Brief: Shift the pixel coordinates in the listing's answers by adding -136 to every x and y value, then reproduce everything from the start of the listing down to the line containing "<point>547,122</point>", requests included and both ends included. Leave the pictures out of the answer.
== Record set ==
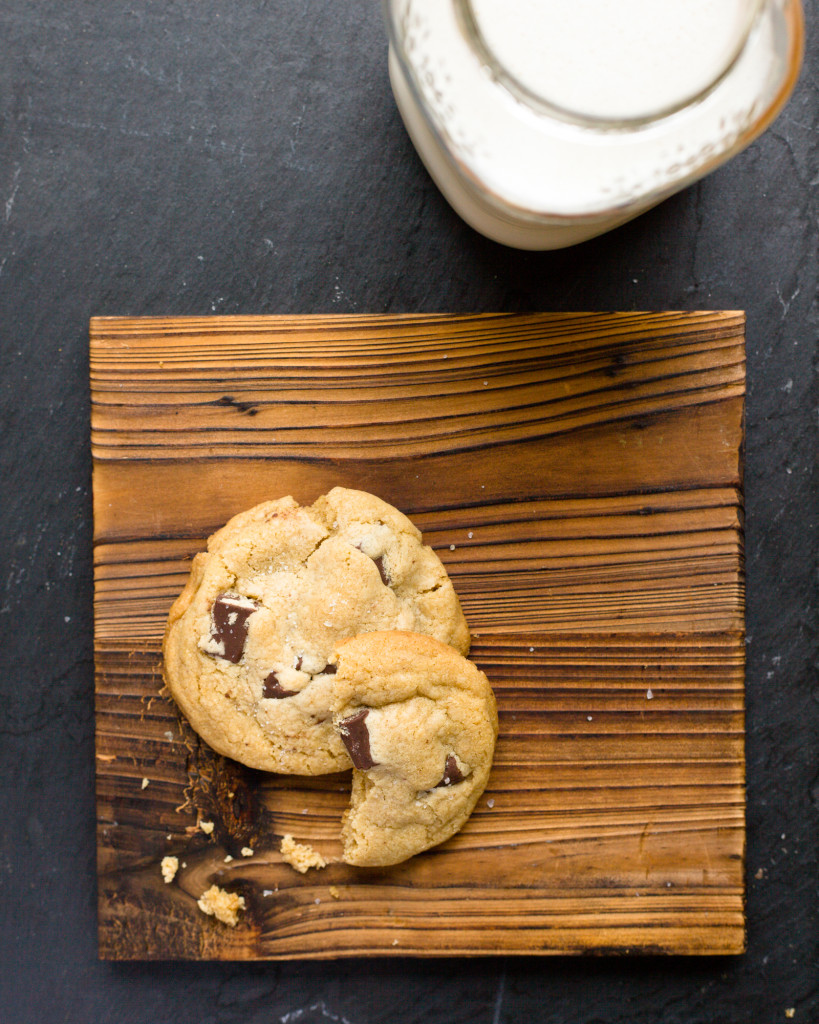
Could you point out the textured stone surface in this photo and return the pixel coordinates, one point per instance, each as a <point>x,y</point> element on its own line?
<point>195,157</point>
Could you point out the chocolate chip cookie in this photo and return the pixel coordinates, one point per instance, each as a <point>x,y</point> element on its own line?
<point>249,643</point>
<point>420,723</point>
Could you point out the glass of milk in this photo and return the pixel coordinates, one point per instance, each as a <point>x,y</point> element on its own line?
<point>548,122</point>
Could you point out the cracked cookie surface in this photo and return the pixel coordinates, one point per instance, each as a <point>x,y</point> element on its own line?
<point>420,723</point>
<point>249,643</point>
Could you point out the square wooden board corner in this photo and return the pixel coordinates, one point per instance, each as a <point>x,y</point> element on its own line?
<point>579,476</point>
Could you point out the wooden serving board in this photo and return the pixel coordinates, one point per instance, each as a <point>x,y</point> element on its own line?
<point>580,477</point>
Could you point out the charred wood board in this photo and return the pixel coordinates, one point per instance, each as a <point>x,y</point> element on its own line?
<point>580,477</point>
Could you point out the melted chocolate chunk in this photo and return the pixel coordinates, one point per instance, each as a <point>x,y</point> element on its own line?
<point>229,625</point>
<point>356,739</point>
<point>380,565</point>
<point>274,689</point>
<point>451,773</point>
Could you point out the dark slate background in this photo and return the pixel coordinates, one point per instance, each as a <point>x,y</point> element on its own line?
<point>198,157</point>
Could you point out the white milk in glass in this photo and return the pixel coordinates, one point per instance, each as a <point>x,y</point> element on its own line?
<point>547,122</point>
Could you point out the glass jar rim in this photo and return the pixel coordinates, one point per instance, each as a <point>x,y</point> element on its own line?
<point>541,103</point>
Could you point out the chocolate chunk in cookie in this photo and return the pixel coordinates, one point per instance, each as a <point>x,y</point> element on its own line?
<point>451,773</point>
<point>356,739</point>
<point>229,626</point>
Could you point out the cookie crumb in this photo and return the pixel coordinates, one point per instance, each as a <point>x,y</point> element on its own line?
<point>300,855</point>
<point>223,905</point>
<point>169,867</point>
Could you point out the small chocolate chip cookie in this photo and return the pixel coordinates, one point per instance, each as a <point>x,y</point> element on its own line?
<point>249,643</point>
<point>420,724</point>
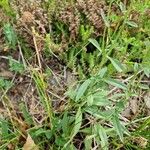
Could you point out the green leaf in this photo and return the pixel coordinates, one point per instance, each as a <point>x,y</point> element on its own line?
<point>132,24</point>
<point>118,66</point>
<point>96,44</point>
<point>82,89</point>
<point>4,129</point>
<point>78,122</point>
<point>102,72</point>
<point>90,100</point>
<point>26,114</point>
<point>88,142</point>
<point>103,137</point>
<point>94,111</point>
<point>117,126</point>
<point>116,83</point>
<point>10,35</point>
<point>105,18</point>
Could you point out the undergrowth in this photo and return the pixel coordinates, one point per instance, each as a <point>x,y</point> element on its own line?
<point>75,75</point>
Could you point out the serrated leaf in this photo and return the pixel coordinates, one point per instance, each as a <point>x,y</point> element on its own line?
<point>96,44</point>
<point>116,83</point>
<point>81,90</point>
<point>103,137</point>
<point>118,66</point>
<point>117,126</point>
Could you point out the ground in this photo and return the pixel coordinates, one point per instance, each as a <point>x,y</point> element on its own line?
<point>74,74</point>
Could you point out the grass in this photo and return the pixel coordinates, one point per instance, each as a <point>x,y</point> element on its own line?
<point>68,84</point>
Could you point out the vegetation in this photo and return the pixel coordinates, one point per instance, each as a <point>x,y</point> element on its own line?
<point>74,74</point>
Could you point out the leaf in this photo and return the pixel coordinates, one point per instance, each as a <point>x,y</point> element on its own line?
<point>118,126</point>
<point>118,66</point>
<point>78,122</point>
<point>4,129</point>
<point>88,142</point>
<point>81,90</point>
<point>26,114</point>
<point>132,24</point>
<point>90,100</point>
<point>95,43</point>
<point>103,137</point>
<point>30,145</point>
<point>116,83</point>
<point>102,72</point>
<point>105,18</point>
<point>16,66</point>
<point>10,35</point>
<point>94,111</point>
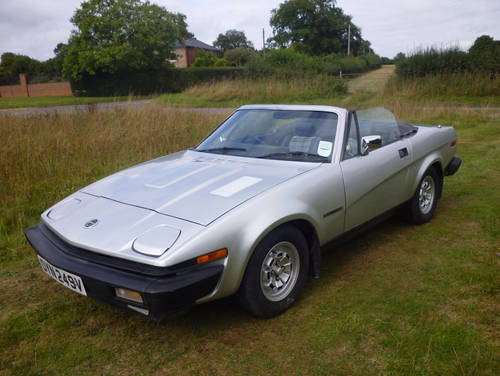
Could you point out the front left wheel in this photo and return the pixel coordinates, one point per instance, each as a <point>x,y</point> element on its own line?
<point>276,273</point>
<point>422,206</point>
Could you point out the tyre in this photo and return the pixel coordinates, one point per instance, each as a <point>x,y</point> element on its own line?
<point>276,273</point>
<point>423,203</point>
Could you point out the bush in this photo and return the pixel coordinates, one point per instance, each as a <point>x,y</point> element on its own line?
<point>482,57</point>
<point>148,82</point>
<point>290,62</point>
<point>221,63</point>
===
Answer to this task:
Could you point out the textured stone surface in this photo and return the pixel coordinates, one point per instance, each as a <point>x,y</point> element on its own line?
<point>59,21</point>
Could you point out the chocolate chip cookie in this photo and return the pixel coordinates, one point per instance, each as a <point>x,y</point> element on its own line?
<point>113,507</point>
<point>284,587</point>
Could you point out the glass of milk in this photo and return the pixel coordinates, one point per instance, each as a <point>x,y</point> element on its own line?
<point>412,-14</point>
Could you point out the cracked cookie surface in this photo and return the pixel coordinates, one point per instance, each as a <point>x,y</point> element on its own line?
<point>284,587</point>
<point>113,507</point>
Could you point out the square wooden board corner in this photo and return the pixel coordinates, one point per instance, each as a <point>x,y</point> element on its own line?
<point>443,340</point>
Could you point out the wooden serving board in this photo and return the pixel coordinates, one point per instance, each as a <point>x,y</point> element on its own line?
<point>444,341</point>
Could you point out the charred wood board in this photo and return the pixel coordinates, one point per instance, each as a <point>x,y</point> element on its own line?
<point>444,341</point>
Could you point out the melted chocolate chunk in this photo and return the pixel coordinates, one point per instance, each as a <point>x,y</point> element on its own line?
<point>93,489</point>
<point>220,603</point>
<point>244,429</point>
<point>138,553</point>
<point>315,637</point>
Could you point out the dark slate background in this photo and return the pixel coordinates, one point per instance, each as a <point>x,y</point> element on its own line?
<point>62,21</point>
Could you point out the white milk in glass in this photo and return the pixel coordinates, one point per instance, each as a <point>x,y</point> element on its own line?
<point>411,-14</point>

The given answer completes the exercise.